# EXERCISE GOAL
Rewrite all of the material with "pixel coordinate pair" replaced by "pair of pixel coordinates" wherever it occurs, keeping everything else the same. Omit the pictures from your version.

Entries for pointing and labeling

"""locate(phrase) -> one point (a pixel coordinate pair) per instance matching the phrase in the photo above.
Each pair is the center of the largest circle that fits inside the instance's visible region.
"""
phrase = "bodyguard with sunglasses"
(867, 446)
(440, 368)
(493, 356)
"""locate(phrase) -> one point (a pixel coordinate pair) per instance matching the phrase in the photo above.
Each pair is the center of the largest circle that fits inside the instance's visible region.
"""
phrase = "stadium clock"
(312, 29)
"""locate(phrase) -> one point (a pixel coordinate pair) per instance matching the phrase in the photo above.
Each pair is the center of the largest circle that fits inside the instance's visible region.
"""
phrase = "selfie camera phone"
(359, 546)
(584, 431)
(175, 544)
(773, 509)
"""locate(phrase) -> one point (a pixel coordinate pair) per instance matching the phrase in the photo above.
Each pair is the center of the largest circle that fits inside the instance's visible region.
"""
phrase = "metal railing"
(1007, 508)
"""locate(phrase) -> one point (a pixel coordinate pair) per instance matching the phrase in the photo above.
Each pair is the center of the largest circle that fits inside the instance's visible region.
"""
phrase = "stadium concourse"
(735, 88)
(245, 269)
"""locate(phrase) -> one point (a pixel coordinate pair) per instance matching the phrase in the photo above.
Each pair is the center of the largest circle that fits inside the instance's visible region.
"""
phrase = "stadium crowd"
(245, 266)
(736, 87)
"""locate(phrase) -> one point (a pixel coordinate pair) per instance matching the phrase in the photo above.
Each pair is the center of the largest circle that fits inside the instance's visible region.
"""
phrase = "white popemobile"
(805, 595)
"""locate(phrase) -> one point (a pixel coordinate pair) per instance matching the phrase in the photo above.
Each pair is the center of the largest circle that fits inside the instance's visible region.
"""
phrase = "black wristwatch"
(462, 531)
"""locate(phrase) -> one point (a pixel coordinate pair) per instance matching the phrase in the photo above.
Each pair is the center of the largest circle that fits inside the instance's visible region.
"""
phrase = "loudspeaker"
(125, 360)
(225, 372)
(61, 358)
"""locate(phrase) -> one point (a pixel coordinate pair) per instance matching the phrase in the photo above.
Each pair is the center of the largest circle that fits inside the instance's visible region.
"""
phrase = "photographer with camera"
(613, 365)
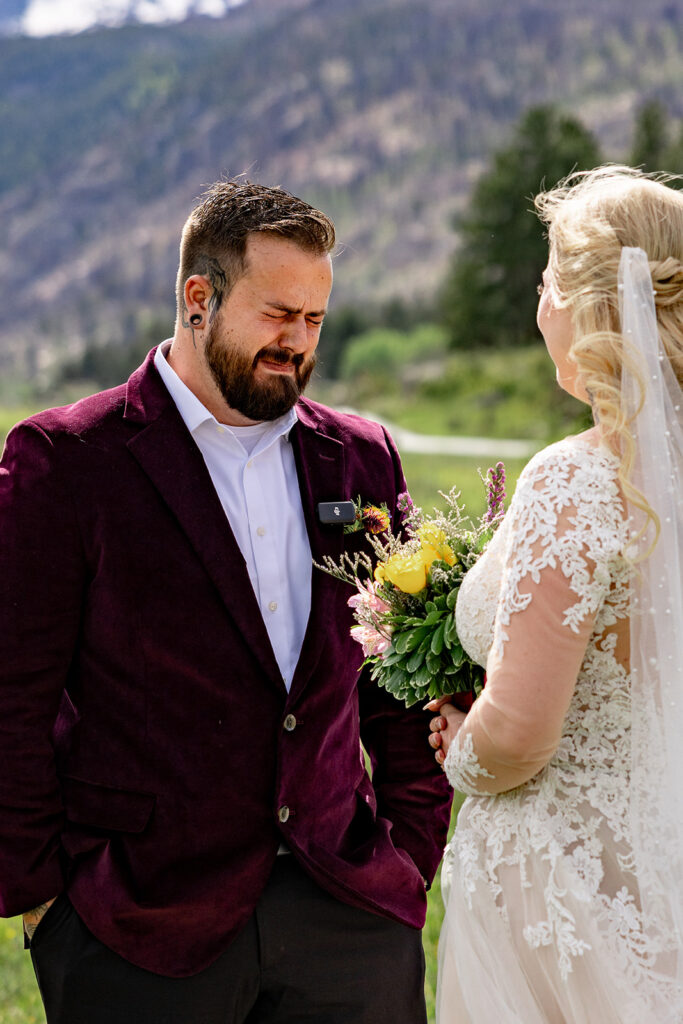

# FINAL ANSWER
"""locate(phrase) -> one point (a pair of pixel coordinates) per instance matching the phrase in the photo above.
Each pair is the center of the largest circle that fits inside the instance's visible region.
"""
phrase = "bodyguard with sunglasses"
(867, 446)
(440, 368)
(493, 356)
"""locate(phrase) -> one point (a pair of pixel coordinates) per instance matching the phrase in the photo above.
Each pair is the center of the largest circle that fits inside the instance's visible region.
"""
phrase = "stadium clock"
(312, 29)
"""locate(phrase) -> one point (a pair of pixel coordinates) per instance matching the phrase in the photo above.
Each pair is the center of the largest circle that fits inside the instance's visible region.
"""
phrase = "selfie camera phone"
(359, 546)
(584, 431)
(175, 544)
(773, 509)
"""locate(phrase) -> one point (a pair of pixel coordinates) per instance matching the phrase in the photo above.
Each pair is the center of the largest circle that fits inside the instance's visible region.
"""
phrase = "metal railing"
(1007, 508)
"""locate(phrase) -> one point (a pair of pixel coordinates) per instance matching the phrase in the photo above.
Each pair is the center of the largest circle that fits inside the instance's visible region.
"""
phrase = "stadium concourse"
(735, 88)
(245, 269)
"""locate(phrase) -> one point (a pair of pixel coordinates) per instance matching the phrase in the photo above.
Each pair is the center of the largest circle that fits inside the instance's visible region.
"""
phrase = "stadium crowd"
(245, 266)
(736, 87)
"""locate(phrase) -> one point (a pair of pixel coordinates) per instance matching the phrase in the photo above.
Each pair is the center of the largest circle that fits inside the instance's visible region.
"""
phrase = "white popemobile"
(805, 595)
"""locate(phrase) -> one point (a pair of pixel coordinates) per instance matching the phrase in the photo above.
Each pair is the center of the largest circle that fits inside the instance's visible region.
"""
phrase = "black wristwatch"
(462, 531)
"""locate(phrase) -> one point (a pair of pixel coordinates) per instance matching the phrase in the photo above.
Each pair is the center of the largest circle that fits inside the instance's visible region.
"""
phrase = "loudspeaker"
(125, 360)
(225, 372)
(61, 358)
"""locate(phrase) -> one point (a pair of pixel coordinates) per instance matching the phrase in the photo above.
Each pair is the center of the largest circle that fits inside the instance's visible region.
"""
phrase = "photographer with camera"
(613, 365)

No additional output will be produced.